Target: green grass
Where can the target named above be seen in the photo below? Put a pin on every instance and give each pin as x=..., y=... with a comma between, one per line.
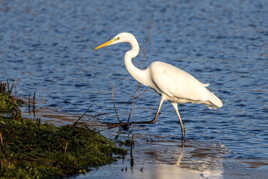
x=29, y=149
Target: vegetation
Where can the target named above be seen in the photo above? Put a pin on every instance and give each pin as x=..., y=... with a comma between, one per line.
x=30, y=149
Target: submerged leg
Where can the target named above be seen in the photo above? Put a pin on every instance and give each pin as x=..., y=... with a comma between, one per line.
x=181, y=123
x=156, y=114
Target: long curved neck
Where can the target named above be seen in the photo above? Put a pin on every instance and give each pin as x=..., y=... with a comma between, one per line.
x=138, y=74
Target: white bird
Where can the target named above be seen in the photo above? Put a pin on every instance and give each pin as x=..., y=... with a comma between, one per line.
x=171, y=83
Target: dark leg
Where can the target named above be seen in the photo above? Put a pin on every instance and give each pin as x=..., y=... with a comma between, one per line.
x=155, y=117
x=181, y=123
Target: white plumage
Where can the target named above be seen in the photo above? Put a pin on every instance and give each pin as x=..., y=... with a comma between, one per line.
x=171, y=83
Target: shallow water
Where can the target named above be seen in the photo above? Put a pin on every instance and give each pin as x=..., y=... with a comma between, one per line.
x=47, y=47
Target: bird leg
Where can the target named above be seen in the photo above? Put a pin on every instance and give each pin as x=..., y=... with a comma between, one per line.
x=155, y=117
x=180, y=120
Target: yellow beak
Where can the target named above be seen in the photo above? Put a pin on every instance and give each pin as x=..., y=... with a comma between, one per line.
x=104, y=44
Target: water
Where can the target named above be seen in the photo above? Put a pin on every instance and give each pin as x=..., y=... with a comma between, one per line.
x=47, y=47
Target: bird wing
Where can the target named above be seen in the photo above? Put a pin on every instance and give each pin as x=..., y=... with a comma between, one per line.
x=177, y=83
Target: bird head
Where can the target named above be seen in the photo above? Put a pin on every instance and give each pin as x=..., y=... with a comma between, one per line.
x=119, y=38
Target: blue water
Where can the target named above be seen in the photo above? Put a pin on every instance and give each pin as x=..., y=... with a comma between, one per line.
x=47, y=47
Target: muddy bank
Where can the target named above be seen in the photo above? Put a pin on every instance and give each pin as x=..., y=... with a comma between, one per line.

Exercise details: Can you reproduce the whole listing above word for word, leaving out the picture?

Solution:
Target: green grass
Where can the target named above be seen in the photo below? Put a pin on every instance and give each pin as x=..., y=... with a comma between, one per line.
x=29, y=149
Target: vegetation
Where can the target named above be seen in the photo above? Put a pin on every instance and give each pin as x=..., y=... with a comma between, one per line.
x=30, y=149
Target: submerged leg
Where can the target named above be seen in the photo above? Put a pin on every instance and give each pin as x=..., y=... with a comma between, one per line.
x=181, y=123
x=156, y=114
Target: long curved neck
Where can the target named above be seen in the photo above? Put a pin on every instance and give each pin as x=..., y=... with a comma between, one per line.
x=138, y=74
Target: white bird
Where can the target named above be seen in the photo above? Put a pin on every instance and give each pin as x=..., y=... with a comma between, one per line.
x=171, y=83
Target: dark leg
Where can the target named above be seen in the photo above? Put a pin on every instance and give each pin as x=..., y=... with a comma between, one per line.
x=155, y=117
x=181, y=123
Target: white plumage
Where can the target named above be seen in the photo above? Put a pin on every instance and give each pin as x=..., y=... with a comma between, one per line.
x=171, y=83
Target: shallow water
Where can the target named above be seen in the photo above? Put a pin on every instance and give each pin as x=..., y=... with a comma between, one per line.
x=47, y=47
Target: bird leg
Where can the target named above be seen in the photo above? Put a pin on every instance and give each pin as x=..., y=... with a comma between, one per line.
x=155, y=117
x=180, y=120
Target: yellow beak
Where can the target named above be seen in the photo above? Put a pin on every instance and give each pin as x=..., y=... with a comma between, one per line.
x=104, y=44
Target: water
Where can the target named above be seen in the photo above? Put a pin on every instance and give each pin as x=..., y=... with a comma between, one per line.
x=47, y=47
Target: bird wing
Where can the target named above be seen in the photo above? Put a pin on every instance and give each pin as x=..., y=... with a comma between, one per line.
x=177, y=83
Target: bird head
Where can the target named above be seen in the photo above? Put a pin on every instance and give each pin as x=..., y=... with a comma between, one per line.
x=119, y=38
Target: blue water
Where can the target named above be seen in the photo above? Put a pin on every instance and give each pin as x=..., y=... with a comma between, one per line.
x=47, y=47
Target: muddy bank
Where can the target named above be seen in the photo above? Put a pin on every instance and give each pin as x=..., y=... with a comma between, one per line.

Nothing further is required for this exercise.